YOUR TASK:
Your output should be the line that contains "Phrase: white ceiling" and all lines after it in the records, retyped exactly through the last one.

DATA TO USE:
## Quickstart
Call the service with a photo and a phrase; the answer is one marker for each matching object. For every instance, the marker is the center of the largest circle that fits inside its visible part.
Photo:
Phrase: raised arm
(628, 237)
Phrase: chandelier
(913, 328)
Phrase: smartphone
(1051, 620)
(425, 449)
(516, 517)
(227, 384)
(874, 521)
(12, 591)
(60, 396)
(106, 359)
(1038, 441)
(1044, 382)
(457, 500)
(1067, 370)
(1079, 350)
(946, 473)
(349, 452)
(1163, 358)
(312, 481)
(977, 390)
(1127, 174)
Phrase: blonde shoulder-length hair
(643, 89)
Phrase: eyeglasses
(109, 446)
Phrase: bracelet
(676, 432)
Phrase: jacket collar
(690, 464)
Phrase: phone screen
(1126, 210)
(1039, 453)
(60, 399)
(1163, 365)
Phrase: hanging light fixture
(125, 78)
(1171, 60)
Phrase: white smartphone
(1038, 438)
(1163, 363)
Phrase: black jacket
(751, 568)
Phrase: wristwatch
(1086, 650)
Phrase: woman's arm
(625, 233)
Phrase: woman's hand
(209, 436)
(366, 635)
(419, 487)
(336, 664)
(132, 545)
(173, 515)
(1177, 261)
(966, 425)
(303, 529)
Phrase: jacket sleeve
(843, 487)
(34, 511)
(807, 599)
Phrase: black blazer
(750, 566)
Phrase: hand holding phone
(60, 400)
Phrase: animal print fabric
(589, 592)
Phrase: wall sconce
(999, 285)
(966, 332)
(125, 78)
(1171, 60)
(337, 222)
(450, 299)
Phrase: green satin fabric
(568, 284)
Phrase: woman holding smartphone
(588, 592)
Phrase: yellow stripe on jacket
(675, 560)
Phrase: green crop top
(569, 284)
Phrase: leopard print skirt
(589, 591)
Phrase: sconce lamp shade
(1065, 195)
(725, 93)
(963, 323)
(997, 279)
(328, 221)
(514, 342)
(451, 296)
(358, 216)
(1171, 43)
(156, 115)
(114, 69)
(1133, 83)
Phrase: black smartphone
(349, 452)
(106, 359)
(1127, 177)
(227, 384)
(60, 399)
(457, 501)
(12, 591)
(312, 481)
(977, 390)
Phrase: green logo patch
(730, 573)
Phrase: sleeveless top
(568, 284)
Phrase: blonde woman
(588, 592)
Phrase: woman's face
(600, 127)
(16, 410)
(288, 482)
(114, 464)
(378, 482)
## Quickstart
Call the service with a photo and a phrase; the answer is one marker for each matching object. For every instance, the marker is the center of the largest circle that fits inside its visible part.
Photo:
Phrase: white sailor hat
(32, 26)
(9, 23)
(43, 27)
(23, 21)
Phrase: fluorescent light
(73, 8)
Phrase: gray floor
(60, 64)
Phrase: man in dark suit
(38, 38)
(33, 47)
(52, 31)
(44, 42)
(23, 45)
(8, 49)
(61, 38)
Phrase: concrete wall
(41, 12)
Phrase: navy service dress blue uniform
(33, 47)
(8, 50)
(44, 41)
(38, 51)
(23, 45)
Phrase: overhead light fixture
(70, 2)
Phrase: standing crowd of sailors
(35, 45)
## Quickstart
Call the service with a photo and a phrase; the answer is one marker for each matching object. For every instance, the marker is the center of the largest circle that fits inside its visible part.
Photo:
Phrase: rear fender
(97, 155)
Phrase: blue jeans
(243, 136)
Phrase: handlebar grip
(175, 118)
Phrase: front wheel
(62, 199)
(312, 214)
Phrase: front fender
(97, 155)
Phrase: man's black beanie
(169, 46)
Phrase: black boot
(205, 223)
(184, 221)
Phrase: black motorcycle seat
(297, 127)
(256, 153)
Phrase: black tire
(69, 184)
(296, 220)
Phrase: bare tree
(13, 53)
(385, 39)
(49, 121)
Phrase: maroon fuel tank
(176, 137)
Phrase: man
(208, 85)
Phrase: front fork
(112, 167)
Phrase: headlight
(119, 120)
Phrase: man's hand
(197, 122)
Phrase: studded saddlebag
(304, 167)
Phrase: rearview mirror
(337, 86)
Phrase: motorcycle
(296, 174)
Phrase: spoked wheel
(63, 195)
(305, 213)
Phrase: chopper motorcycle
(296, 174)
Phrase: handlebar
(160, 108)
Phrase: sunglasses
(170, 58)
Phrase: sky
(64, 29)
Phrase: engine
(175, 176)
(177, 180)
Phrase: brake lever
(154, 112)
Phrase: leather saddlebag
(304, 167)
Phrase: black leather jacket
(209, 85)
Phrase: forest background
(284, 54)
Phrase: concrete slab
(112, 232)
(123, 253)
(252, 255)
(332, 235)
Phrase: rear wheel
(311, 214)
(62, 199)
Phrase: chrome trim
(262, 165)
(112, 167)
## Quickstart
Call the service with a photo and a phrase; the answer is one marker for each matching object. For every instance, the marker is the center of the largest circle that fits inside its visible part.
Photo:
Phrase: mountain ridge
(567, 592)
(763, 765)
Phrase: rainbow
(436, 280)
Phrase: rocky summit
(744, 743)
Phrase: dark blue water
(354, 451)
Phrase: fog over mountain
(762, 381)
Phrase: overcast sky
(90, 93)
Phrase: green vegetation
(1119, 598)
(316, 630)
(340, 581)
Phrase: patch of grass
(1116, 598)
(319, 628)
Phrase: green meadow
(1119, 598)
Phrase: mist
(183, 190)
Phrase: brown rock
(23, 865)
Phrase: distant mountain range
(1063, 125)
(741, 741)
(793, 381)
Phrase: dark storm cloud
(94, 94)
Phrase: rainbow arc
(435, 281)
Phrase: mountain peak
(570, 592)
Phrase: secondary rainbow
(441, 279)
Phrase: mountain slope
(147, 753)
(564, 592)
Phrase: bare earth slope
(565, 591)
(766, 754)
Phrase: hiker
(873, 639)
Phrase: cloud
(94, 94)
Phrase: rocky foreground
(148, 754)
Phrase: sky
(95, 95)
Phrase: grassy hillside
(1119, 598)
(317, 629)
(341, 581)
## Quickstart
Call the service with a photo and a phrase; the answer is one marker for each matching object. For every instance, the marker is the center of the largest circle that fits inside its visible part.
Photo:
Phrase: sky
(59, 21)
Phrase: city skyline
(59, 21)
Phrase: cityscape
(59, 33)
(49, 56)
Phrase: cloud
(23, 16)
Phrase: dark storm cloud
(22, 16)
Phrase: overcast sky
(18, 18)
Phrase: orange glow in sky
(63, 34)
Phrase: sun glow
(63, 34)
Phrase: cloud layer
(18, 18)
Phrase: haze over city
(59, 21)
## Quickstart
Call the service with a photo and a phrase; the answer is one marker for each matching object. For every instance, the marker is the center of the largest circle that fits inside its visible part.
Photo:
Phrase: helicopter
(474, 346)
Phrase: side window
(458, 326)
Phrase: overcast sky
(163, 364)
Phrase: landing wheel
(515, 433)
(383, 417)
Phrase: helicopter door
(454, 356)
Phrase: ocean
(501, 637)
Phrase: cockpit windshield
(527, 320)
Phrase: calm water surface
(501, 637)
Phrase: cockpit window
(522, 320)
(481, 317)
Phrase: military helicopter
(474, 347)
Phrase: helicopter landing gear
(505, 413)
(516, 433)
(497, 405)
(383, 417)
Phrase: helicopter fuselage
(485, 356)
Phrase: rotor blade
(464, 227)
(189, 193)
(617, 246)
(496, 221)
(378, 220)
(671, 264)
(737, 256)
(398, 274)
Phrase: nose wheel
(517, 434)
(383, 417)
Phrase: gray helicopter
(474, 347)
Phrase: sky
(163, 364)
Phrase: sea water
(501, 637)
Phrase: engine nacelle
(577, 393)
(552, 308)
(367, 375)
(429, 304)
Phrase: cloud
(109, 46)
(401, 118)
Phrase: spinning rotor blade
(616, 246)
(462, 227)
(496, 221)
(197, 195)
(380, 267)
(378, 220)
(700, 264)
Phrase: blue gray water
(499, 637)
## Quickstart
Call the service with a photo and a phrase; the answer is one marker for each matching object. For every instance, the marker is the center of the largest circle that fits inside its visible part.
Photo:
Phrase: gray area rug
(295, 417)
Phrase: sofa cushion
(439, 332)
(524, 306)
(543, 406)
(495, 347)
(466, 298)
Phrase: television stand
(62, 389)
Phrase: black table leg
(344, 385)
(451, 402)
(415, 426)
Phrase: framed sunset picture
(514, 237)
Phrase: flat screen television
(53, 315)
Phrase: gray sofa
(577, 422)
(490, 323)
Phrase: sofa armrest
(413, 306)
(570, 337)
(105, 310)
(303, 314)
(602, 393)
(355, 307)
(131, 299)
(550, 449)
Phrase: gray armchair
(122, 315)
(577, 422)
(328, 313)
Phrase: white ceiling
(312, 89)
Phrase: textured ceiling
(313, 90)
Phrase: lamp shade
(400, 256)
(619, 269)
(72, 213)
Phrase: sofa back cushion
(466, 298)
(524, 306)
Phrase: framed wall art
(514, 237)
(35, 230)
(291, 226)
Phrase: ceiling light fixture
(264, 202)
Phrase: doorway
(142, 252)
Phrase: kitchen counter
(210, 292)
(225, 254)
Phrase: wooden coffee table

YOUR RESPONSE:
Phrase: white ceiling
(312, 89)
Phrase: textured ceiling
(313, 90)
Phrase: lamp shade
(400, 256)
(619, 269)
(72, 213)
Phrase: sofa back cushion
(466, 298)
(524, 306)
Phrase: framed wall art
(514, 237)
(35, 230)
(291, 226)
Phrase: ceiling light fixture
(264, 202)
Phrase: doorway
(142, 252)
Phrase: kitchen counter
(210, 292)
(225, 254)
Phrase: wooden coffee table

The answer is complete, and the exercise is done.